* begin Data rows *

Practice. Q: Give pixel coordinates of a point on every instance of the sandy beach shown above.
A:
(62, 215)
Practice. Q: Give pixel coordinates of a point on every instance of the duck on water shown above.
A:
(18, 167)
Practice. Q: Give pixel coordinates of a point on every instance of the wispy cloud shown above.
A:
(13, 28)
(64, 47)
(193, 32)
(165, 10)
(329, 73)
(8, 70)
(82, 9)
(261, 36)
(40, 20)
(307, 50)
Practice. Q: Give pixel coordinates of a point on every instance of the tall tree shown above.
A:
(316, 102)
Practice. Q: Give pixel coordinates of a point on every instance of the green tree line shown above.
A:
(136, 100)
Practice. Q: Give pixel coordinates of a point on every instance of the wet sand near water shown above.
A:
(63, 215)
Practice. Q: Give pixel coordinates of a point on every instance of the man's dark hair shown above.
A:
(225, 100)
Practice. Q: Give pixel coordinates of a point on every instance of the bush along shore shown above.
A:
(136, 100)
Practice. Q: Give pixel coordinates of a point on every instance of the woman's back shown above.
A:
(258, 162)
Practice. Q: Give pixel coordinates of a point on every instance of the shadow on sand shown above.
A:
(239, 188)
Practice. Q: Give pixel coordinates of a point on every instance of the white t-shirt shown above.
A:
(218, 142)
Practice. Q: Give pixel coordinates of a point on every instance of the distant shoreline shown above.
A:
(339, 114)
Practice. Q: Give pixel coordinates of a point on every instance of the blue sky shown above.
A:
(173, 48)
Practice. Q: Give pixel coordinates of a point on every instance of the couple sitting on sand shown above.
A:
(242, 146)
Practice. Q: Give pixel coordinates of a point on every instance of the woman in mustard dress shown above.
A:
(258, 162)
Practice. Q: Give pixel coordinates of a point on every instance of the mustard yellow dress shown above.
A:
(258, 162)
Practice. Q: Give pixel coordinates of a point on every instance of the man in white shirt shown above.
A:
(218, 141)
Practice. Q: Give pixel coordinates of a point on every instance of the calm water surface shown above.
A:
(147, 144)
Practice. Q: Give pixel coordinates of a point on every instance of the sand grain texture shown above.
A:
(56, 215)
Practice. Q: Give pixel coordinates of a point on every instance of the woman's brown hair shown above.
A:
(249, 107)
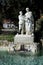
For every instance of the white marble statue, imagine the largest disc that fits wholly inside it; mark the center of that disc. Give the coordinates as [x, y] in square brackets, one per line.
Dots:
[28, 21]
[21, 22]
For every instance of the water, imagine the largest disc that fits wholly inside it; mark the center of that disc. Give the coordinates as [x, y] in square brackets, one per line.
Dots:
[20, 59]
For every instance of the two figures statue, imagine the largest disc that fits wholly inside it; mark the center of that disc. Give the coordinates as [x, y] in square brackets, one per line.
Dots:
[26, 22]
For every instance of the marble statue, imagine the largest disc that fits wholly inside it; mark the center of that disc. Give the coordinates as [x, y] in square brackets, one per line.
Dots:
[28, 21]
[21, 22]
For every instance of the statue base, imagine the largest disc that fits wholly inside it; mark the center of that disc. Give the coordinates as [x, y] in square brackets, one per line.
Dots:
[23, 39]
[25, 42]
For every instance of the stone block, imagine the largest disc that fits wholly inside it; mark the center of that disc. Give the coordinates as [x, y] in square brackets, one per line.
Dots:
[23, 39]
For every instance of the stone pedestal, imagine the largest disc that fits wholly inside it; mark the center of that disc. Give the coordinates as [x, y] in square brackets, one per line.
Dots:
[27, 41]
[23, 39]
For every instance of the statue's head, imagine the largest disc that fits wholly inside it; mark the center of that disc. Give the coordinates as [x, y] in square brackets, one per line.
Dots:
[20, 13]
[27, 9]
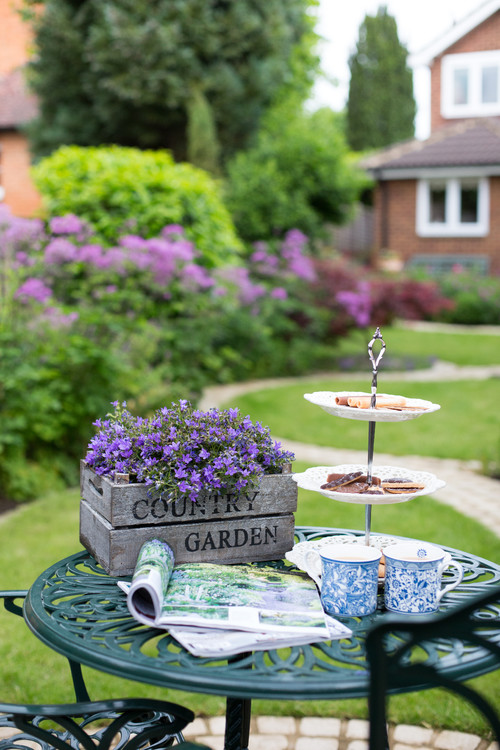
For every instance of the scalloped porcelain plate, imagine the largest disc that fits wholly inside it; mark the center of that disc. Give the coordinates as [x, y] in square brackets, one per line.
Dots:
[326, 400]
[313, 478]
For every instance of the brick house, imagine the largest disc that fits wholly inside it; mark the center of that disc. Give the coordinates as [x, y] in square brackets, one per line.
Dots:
[17, 106]
[437, 202]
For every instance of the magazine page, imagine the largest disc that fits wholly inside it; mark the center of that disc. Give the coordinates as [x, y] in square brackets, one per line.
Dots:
[153, 569]
[243, 597]
[234, 597]
[209, 642]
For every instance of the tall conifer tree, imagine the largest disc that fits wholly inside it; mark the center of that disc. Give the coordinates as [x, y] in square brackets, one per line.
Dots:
[381, 107]
[124, 71]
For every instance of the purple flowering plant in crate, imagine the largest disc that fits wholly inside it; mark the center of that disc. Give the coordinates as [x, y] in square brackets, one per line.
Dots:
[183, 452]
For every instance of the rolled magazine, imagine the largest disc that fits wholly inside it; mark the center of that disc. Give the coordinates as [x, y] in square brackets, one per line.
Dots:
[216, 610]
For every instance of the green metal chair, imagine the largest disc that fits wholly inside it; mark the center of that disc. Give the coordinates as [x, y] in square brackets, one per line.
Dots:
[123, 724]
[128, 724]
[393, 646]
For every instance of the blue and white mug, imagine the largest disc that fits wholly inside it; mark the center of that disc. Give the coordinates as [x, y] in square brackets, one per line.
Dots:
[347, 576]
[413, 576]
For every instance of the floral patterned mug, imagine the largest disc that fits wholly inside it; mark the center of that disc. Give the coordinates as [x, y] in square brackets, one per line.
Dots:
[347, 576]
[413, 573]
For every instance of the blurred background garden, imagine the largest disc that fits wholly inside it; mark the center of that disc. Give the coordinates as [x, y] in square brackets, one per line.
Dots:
[188, 237]
[187, 231]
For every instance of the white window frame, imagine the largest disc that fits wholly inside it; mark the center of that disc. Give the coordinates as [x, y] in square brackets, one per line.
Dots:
[473, 62]
[452, 226]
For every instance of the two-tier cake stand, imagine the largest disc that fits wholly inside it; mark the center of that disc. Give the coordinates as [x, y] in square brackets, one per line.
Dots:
[332, 403]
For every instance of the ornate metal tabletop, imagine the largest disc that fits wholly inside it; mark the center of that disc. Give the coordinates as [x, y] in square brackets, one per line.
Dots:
[78, 610]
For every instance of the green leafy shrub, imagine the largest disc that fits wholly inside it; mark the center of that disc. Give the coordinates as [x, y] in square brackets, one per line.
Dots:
[120, 190]
[298, 175]
[475, 299]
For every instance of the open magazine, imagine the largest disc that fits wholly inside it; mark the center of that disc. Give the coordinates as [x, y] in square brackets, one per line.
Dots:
[216, 610]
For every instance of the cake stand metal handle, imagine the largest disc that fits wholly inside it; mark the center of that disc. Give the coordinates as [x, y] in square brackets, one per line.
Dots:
[375, 360]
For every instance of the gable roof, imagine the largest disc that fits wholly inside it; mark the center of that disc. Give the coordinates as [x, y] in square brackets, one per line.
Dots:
[474, 142]
[456, 32]
[17, 104]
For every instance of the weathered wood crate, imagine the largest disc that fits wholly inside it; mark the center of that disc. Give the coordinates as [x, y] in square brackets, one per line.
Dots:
[116, 519]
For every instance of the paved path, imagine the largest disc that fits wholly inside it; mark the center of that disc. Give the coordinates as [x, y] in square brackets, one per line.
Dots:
[466, 490]
[316, 733]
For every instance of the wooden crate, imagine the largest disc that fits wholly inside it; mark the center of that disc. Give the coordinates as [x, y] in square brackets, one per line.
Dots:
[116, 519]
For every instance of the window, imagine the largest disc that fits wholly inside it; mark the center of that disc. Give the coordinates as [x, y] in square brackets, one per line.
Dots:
[470, 84]
[455, 207]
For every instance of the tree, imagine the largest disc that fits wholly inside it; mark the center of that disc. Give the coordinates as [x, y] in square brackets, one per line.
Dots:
[297, 174]
[380, 107]
[132, 72]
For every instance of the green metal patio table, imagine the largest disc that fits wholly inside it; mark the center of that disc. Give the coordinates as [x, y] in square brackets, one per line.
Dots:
[75, 608]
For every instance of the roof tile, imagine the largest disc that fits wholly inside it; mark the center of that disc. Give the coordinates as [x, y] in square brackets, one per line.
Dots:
[17, 104]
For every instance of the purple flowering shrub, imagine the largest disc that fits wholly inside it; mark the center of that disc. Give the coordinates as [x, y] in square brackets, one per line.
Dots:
[142, 319]
[181, 451]
[353, 296]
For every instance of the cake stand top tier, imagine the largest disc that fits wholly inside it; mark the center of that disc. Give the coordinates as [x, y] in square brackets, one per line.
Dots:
[414, 407]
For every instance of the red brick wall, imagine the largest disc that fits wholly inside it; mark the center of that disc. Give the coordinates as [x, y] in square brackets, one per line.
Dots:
[400, 233]
[15, 36]
[20, 193]
[15, 40]
[484, 37]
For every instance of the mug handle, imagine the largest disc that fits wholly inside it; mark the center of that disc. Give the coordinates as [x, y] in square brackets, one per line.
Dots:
[313, 566]
[447, 562]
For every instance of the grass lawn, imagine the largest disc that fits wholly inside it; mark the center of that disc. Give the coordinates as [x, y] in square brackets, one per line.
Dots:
[467, 427]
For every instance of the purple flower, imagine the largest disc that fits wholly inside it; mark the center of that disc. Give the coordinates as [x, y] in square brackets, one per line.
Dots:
[33, 289]
[357, 303]
[215, 450]
[279, 293]
[60, 251]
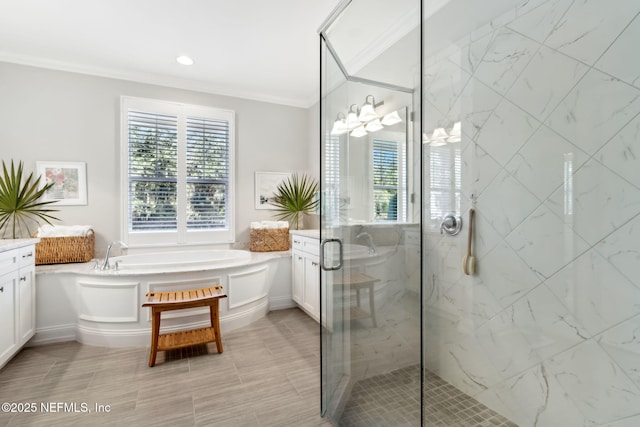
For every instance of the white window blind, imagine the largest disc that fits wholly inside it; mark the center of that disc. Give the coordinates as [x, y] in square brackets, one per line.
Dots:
[207, 173]
[386, 182]
[178, 174]
[445, 168]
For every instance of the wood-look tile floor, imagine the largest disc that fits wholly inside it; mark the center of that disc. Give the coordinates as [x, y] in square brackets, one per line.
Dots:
[268, 375]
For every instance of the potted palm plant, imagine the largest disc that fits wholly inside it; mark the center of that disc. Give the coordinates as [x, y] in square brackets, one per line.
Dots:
[20, 204]
[294, 197]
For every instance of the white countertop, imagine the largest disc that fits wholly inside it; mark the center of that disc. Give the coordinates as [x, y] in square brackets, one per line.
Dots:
[8, 244]
[308, 233]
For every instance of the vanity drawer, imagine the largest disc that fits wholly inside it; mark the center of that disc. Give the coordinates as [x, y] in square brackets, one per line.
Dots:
[305, 244]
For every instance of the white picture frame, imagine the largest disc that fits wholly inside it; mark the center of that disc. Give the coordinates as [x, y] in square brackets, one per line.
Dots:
[70, 182]
[266, 184]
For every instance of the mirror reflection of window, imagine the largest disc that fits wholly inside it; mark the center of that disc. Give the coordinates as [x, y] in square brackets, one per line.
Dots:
[445, 180]
[331, 175]
[388, 179]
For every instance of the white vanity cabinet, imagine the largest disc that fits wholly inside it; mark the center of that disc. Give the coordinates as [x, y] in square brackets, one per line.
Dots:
[17, 295]
[305, 250]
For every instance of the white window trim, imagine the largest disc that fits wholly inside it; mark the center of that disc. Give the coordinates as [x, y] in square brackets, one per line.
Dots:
[181, 237]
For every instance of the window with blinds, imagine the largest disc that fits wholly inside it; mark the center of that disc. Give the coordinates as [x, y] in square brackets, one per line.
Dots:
[386, 181]
[153, 171]
[207, 173]
[331, 179]
[178, 171]
[445, 179]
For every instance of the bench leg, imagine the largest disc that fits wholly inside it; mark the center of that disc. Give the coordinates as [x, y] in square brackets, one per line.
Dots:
[372, 306]
[155, 332]
[215, 323]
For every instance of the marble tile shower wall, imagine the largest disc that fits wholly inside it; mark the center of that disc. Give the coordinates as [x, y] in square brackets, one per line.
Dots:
[548, 331]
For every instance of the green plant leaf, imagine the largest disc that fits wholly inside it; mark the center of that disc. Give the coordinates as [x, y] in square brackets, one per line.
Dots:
[20, 203]
[294, 196]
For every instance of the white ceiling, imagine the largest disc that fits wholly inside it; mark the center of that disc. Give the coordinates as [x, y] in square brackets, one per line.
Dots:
[266, 50]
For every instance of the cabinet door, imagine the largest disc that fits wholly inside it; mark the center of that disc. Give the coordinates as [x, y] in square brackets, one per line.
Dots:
[298, 277]
[311, 301]
[26, 305]
[7, 323]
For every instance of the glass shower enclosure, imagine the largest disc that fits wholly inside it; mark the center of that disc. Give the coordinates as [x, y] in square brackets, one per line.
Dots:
[526, 113]
[370, 213]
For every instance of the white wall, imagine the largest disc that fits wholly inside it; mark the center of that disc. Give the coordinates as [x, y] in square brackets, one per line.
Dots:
[62, 116]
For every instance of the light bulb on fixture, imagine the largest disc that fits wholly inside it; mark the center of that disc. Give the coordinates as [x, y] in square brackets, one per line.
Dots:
[391, 119]
[456, 133]
[374, 126]
[339, 126]
[358, 132]
[368, 110]
[352, 118]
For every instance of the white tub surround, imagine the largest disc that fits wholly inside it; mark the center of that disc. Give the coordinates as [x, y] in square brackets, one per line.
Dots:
[105, 307]
[17, 295]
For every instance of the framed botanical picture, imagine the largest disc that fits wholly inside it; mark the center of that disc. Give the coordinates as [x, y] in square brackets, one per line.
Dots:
[69, 181]
[266, 185]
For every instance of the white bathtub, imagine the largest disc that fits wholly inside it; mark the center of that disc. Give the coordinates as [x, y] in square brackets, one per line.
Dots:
[104, 307]
[168, 261]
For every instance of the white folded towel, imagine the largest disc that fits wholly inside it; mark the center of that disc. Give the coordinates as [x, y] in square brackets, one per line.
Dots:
[270, 224]
[47, 230]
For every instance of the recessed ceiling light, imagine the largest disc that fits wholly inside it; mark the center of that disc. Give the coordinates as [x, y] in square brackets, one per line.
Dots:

* end Data rows *

• _What to work on_: Copy out, word for word, the lines from the one containing "For every instance of the light" through the end of the records, including both ends.

• _Final result_:
For every instance of the light bulb on fixture, imagine the largest disc that fits wholly inside it; mark the center of that disc. Give the coordinates as [x, y] in square brackets, one per line.
Dots:
[391, 119]
[456, 133]
[374, 126]
[339, 126]
[358, 132]
[368, 110]
[352, 118]
For every instance of the white tub surround, imagine the largest disc that fits wholly inside it; mark the center of that disc. Give the coordinates as [x, y] in square brackets, one per line.
Dots:
[105, 307]
[17, 295]
For every instance of the framed botanical picture, imagine the largest disc that fits wholly inside it; mark the center of that disc. Give the coordinates as [x, y] in square brackets, one per line.
Dots:
[69, 181]
[266, 185]
For every instance of the white bathtub, imagine the largest disc that fits wholly inside it; mark the center of that disc. Give the coordinates as [x, y] in square brackets, one per line.
Dots:
[104, 307]
[168, 261]
For every instance of the white folded towel, imagine the largest disc that fits wholly inside it; mark the center of that disc. Give the coordinates as [x, y] in square brackets, one per line.
Dots:
[270, 224]
[47, 230]
For every instance of the recessed ceiling light, imagine the largest disc that fits wholly inside it; mark the center of that disc. Give the coordinates as [x, y] in square brackets, one per line.
Dots:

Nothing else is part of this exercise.